>> START Document extract

A handful of cars also spun out of control and crashed on I-57.

Illinois Department of Transportation crews were out with their plows, in an effort to keep the highways clear of snow and ice. The Illinois Toll Highway Authority is also prepared to mobilize its full fleet of 182 snowplows as necessary.

The conditions had many commuters opting for public transportation over driving, making many CTA buses and trains more crowded than normal.

Rose McAdams, who was using the Blue Line transit center in Jefferson Park, said she normally drives to work, but she didn’t want to on Friday because of the snow.

“I just decided to take the public transportation,” she said. “The CTA is good, it’s safer for me.”

Lester Armistad said it was more convenient for him to take the bus, rather than drive himself in the slippery conditions.

“Let the CTA take it,” he said. “You just sit back and relax.”

Greg Zorn took a bus to the Jefferson Park transit center to catch a Blue Line train. He said his bus driver had to take it very slowly.

“They’re good. They do their job pretty well,” he said. “It was treacherous. The road are starting to clear up now, but this morning it was really bad.”

Rachel Brockway opted to walk to work. At one point, she couldn’t find the sidewalk because of all the snow, so she walked in the street.

“As long as nobody runs me over, I don’t mind. It’s kind of messy, but it’s Chicago

Andy Samways gave it a shot on his bicycle, but it proved to be a big challenge turning the wheels with all the snow, slush and ice.

“The tires don’t really grip, so it’s kind of exciting,” he said. “It’s quite difficult. I mean, it’s hard to keep it upright, it’s difficult to stop the wheels sliding out.”

The heavy snow made for rough going for those who had to break out their shovels.

“I’m hoping always to put it away,” Simon Aloits said. “We have a snow blower, and getting it through the entranceway is more challenging than getting a shovel out. It would take 20 minutes to get it started.”

>> END Document extract

Exercise brief: In the story about the Chicago snow, rewrite the part between "Illinois Department of" and "snowplows as necessary.", inclusive, changing "crews" to "workers".

>> START Entries shown

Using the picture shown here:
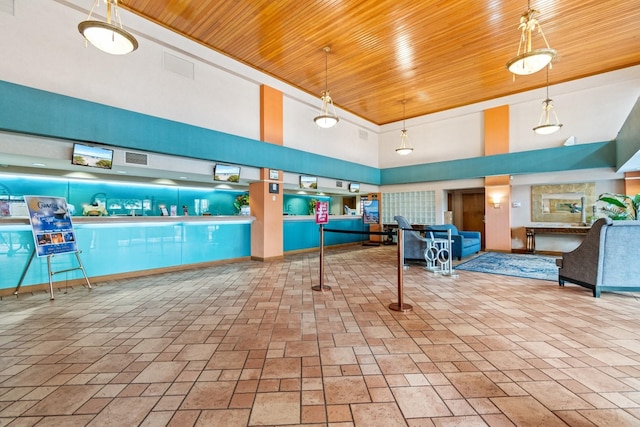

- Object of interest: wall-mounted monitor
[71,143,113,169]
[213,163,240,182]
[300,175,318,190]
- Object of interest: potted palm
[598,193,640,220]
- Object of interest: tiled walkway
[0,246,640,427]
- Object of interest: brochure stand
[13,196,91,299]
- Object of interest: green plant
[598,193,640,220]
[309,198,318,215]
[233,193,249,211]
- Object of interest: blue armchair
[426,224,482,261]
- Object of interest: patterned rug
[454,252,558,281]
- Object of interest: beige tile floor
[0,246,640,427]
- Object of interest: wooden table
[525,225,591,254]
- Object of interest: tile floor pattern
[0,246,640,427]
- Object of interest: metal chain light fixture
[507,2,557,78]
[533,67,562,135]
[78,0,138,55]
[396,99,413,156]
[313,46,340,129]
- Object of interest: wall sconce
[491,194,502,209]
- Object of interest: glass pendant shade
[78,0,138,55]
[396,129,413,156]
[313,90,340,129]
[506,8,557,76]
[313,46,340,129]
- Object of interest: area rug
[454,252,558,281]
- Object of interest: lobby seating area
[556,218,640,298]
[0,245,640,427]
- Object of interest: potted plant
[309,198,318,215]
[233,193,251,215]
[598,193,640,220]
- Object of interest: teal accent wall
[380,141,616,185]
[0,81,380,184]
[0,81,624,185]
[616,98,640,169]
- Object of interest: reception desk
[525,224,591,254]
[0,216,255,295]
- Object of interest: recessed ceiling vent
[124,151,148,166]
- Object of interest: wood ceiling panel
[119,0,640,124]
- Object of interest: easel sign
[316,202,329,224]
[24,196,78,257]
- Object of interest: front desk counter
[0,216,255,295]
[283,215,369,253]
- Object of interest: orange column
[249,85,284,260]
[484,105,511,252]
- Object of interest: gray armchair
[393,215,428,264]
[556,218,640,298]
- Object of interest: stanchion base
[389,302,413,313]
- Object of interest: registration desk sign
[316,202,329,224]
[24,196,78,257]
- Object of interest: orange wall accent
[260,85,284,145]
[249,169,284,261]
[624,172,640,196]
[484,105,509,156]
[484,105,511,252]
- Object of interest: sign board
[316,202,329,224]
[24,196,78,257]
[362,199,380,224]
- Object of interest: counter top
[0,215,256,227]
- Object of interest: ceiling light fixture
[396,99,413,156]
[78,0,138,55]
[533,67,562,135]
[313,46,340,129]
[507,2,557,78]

>> END Entries shown
>> START Entries shown

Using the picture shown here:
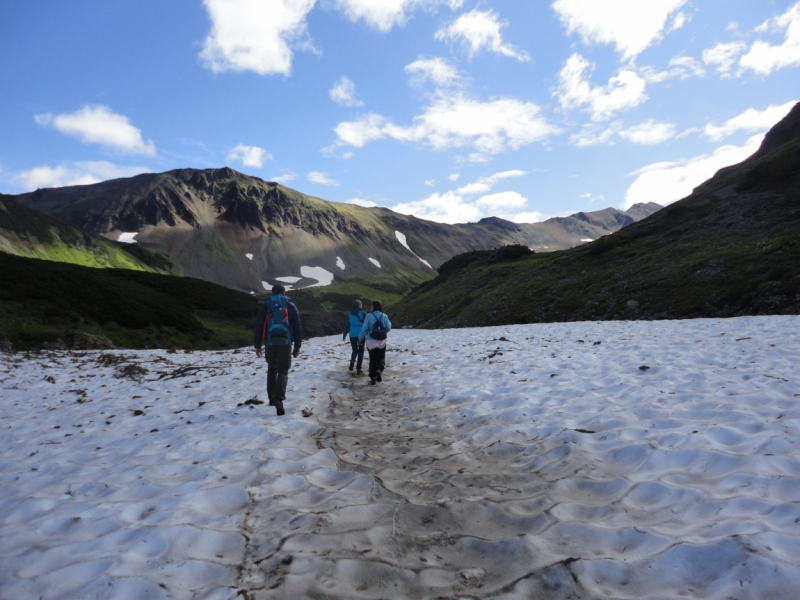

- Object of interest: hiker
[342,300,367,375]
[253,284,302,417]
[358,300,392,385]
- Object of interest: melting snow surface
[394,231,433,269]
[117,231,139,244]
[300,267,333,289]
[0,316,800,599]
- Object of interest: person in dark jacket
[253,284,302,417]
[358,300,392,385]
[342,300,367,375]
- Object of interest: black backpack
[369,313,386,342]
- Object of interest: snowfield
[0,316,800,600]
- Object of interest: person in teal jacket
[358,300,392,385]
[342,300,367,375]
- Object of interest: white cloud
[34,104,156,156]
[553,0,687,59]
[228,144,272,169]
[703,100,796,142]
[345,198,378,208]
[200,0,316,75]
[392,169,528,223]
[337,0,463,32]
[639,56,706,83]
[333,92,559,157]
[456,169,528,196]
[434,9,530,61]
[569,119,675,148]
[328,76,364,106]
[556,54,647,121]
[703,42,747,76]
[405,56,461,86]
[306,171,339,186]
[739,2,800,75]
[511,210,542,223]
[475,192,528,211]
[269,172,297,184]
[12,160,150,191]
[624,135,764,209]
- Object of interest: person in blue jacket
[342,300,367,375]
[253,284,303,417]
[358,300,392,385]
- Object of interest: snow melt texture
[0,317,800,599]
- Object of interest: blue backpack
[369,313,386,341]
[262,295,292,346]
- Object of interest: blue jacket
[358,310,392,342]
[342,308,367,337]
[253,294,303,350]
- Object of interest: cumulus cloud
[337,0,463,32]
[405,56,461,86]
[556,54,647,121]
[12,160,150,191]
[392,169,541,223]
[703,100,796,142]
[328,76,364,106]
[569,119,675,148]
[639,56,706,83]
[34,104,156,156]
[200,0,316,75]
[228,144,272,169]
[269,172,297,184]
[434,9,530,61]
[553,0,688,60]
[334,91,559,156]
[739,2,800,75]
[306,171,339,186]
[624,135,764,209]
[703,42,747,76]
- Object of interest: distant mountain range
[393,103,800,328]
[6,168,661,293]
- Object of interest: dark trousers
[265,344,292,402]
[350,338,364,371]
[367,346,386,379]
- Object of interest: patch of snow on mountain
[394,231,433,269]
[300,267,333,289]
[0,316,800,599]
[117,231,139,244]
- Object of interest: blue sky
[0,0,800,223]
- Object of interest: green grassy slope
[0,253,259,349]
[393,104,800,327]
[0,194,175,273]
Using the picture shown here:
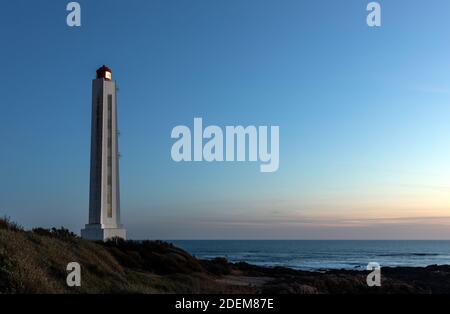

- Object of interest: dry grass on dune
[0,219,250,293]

>> END Entries shown
>> START Entries shown

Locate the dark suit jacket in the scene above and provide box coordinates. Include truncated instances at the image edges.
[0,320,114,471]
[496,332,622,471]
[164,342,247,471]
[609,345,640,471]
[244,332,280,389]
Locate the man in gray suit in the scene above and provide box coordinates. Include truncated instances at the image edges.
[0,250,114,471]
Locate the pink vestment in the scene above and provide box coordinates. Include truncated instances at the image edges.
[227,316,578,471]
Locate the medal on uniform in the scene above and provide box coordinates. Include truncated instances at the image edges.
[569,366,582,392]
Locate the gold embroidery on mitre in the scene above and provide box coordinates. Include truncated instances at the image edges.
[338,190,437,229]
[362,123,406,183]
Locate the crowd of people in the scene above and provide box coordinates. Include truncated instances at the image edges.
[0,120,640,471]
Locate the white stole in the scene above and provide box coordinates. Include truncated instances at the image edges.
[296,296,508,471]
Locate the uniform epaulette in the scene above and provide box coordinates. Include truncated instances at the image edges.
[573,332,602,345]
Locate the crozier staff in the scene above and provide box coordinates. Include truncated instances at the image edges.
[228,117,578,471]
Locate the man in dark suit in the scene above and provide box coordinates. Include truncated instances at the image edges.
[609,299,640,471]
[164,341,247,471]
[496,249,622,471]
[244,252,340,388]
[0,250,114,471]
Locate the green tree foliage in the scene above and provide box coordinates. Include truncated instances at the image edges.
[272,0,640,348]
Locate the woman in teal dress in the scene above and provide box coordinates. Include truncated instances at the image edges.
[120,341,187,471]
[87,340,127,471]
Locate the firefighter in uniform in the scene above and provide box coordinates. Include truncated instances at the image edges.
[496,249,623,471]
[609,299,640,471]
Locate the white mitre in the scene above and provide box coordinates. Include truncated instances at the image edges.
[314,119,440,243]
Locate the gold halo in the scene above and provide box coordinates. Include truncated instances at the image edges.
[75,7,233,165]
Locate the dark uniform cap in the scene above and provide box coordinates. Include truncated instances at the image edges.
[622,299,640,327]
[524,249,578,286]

>> END Entries shown

Written solution:
Illinois Department of Transportation workers were out with their plows, in an effort to keep the highways clear of snow and ice. The Illinois Toll Highway Authority is also prepared to mobilize its full fleet of 182 snowplows as necessary.